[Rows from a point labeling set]
-- START --

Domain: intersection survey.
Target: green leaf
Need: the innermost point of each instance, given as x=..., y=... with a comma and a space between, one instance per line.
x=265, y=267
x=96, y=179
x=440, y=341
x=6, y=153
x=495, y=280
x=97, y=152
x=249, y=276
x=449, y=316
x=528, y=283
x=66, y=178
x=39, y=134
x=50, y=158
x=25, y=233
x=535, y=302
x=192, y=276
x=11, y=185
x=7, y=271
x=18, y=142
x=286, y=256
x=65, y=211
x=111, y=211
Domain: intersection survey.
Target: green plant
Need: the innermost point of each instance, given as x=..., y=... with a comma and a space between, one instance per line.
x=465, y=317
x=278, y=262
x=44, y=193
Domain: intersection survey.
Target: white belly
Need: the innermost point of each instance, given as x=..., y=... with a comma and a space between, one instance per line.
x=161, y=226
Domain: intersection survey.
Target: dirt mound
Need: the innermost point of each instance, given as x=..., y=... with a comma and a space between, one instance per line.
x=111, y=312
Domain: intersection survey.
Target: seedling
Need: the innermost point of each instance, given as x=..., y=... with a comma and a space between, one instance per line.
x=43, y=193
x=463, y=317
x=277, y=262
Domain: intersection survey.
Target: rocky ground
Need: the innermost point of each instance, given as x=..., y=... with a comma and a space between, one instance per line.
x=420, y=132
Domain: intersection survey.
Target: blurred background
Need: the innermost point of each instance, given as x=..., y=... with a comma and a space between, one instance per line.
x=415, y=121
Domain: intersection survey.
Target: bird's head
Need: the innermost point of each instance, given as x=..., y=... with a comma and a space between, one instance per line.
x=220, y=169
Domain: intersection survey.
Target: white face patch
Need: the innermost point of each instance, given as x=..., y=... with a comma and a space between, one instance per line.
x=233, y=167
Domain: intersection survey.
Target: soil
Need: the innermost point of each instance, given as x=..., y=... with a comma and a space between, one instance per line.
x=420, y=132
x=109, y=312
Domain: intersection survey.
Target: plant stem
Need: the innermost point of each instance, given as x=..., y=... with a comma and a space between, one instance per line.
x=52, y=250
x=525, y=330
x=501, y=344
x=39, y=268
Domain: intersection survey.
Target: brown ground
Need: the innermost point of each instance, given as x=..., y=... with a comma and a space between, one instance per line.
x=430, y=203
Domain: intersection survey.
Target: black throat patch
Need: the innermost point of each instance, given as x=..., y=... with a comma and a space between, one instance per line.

-- END --

_INSTRUCTIONS FOR THE TASK_
Reproduce every row above word for word, changing nothing.

_ANSWER IN FULL_
Domain: intersection survey.
Target: green leaf
Need: the innermost point of each instance, given as x=..., y=... with a comma and a space between, one instance per line.
x=265, y=267
x=96, y=179
x=440, y=341
x=6, y=153
x=495, y=280
x=97, y=152
x=249, y=276
x=449, y=316
x=528, y=283
x=66, y=178
x=39, y=134
x=50, y=158
x=25, y=233
x=535, y=302
x=192, y=276
x=11, y=185
x=7, y=271
x=18, y=142
x=286, y=256
x=65, y=211
x=111, y=211
Domain: intersection survey.
Target: green plant
Need: the innermost point of each instance, given as x=..., y=... with a comma and a space between, one instance per line.
x=465, y=317
x=278, y=262
x=44, y=193
Domain: intersection survey.
Target: white belly
Need: the innermost point of each instance, given as x=..., y=... with a comma and a space between, one instance per line.
x=161, y=226
Domain: intersection survey.
Target: dirt mound
Need: the innermost point of each instance, given as x=..., y=... with a comma and a space between, one instance per line.
x=111, y=312
Domain: intersection survey.
Target: seedling
Need: the innermost point of each instance, given as x=..., y=... with a comma and a space between, one instance per line.
x=43, y=193
x=463, y=317
x=277, y=262
Domain: intersection survey.
Target: rocky ground
Need: the innermost point of each instance, given as x=..., y=... with a comma and a space between, one instance per line.
x=420, y=132
Domain: intersection survey.
Target: blurred background
Need: the innermost point of each instance, given as x=..., y=... with a comma and a space between, one instance per line.
x=415, y=121
Domain: intersection survey.
Target: bird's head
Need: the innermost point of each instance, given as x=..., y=... with a comma and a space between, one instance per line.
x=220, y=169
Domain: intersection survey.
Target: white face patch
Need: the innermost point of each instance, given as x=..., y=... with a comma and a space between, one instance per line.
x=233, y=167
Domain: intersection survey.
Target: soil
Need: the innermost point of each instance, given as x=..., y=... with a comma and a space between, one instance per line.
x=420, y=132
x=109, y=312
Domain: intersection survey.
Target: plant stem
Need: the innermost point of each instance, given as x=..., y=... with a comma and a space between, one instance per line.
x=52, y=250
x=525, y=330
x=501, y=344
x=39, y=268
Domain: intersection survey.
Target: brown ground
Need: the innermost point of each instance, given as x=..., y=... with a comma and a space between, one instance per line.
x=430, y=203
Domain: intersection survey.
Target: black throat patch
Need: the innermost point of each instance, given as x=..., y=... with a comma and a space between, one instance per line.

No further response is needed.